## Begin

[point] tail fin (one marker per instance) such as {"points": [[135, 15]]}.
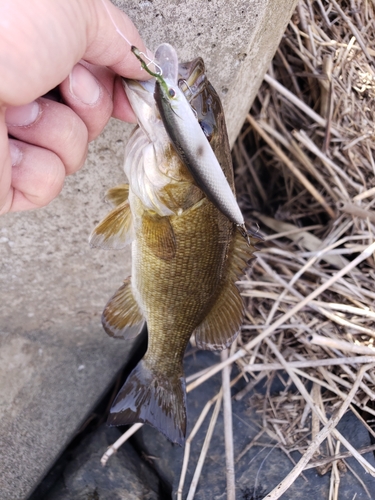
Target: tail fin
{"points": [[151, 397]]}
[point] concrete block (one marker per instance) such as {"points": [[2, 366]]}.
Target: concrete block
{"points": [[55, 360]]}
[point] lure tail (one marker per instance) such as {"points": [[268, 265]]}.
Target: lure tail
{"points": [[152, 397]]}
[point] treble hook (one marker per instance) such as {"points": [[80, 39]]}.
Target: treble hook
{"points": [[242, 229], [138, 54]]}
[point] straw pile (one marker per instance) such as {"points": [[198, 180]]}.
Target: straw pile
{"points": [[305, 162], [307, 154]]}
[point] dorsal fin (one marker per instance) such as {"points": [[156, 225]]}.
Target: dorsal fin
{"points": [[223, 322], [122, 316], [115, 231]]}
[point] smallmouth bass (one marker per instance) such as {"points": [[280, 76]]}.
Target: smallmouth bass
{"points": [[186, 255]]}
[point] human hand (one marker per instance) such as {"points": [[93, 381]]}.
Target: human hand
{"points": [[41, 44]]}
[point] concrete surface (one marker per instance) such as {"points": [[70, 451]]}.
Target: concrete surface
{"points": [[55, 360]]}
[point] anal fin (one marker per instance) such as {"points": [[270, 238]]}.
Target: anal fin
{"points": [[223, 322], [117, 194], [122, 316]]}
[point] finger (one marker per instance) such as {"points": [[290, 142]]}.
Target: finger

## End

Exercise prompt:
Write out again, unchanged, the lines of the listing from the one containing "[point] anal fin" through the final line of the listing, both included.

Reply:
[point] anal fin (one marker per instance) such as {"points": [[270, 238]]}.
Target: anal fin
{"points": [[223, 322], [117, 194], [122, 316]]}
[point] finger (one marker per instance) such as {"points": [[290, 142]]}.
Target: finger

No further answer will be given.